- [AIM] Count the lines in the items below that contain the string "sweatshirt". Reply with the number only.

Data records
•••••
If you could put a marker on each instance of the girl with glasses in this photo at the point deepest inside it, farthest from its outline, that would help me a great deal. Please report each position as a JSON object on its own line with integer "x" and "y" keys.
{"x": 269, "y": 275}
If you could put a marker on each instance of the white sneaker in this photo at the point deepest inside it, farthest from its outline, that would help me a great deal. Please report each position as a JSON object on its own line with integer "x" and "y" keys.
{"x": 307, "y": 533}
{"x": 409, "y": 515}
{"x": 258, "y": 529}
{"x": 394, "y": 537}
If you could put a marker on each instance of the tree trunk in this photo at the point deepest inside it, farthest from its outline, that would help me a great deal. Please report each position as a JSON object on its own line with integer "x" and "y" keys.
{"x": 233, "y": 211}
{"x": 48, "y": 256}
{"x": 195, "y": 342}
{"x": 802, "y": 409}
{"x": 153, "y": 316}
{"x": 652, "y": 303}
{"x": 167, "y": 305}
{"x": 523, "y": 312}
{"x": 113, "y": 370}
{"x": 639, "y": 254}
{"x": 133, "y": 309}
•••••
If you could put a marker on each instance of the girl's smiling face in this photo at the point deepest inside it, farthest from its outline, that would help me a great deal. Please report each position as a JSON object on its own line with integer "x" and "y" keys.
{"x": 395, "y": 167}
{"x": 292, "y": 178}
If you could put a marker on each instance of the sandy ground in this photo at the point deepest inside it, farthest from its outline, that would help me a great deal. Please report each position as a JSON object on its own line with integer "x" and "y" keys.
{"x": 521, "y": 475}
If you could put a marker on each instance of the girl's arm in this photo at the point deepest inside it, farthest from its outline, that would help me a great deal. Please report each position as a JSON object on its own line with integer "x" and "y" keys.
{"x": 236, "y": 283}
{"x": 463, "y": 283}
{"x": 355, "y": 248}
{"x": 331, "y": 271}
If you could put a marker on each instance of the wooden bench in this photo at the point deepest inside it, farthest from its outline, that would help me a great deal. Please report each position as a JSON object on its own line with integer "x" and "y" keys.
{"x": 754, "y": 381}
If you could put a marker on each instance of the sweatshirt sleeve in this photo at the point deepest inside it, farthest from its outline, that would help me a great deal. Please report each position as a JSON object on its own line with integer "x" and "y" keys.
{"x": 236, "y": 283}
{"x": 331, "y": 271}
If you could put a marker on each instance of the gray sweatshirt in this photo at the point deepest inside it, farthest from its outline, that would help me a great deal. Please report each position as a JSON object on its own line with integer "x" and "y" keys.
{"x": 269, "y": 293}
•••••
- [THE RESULT] 2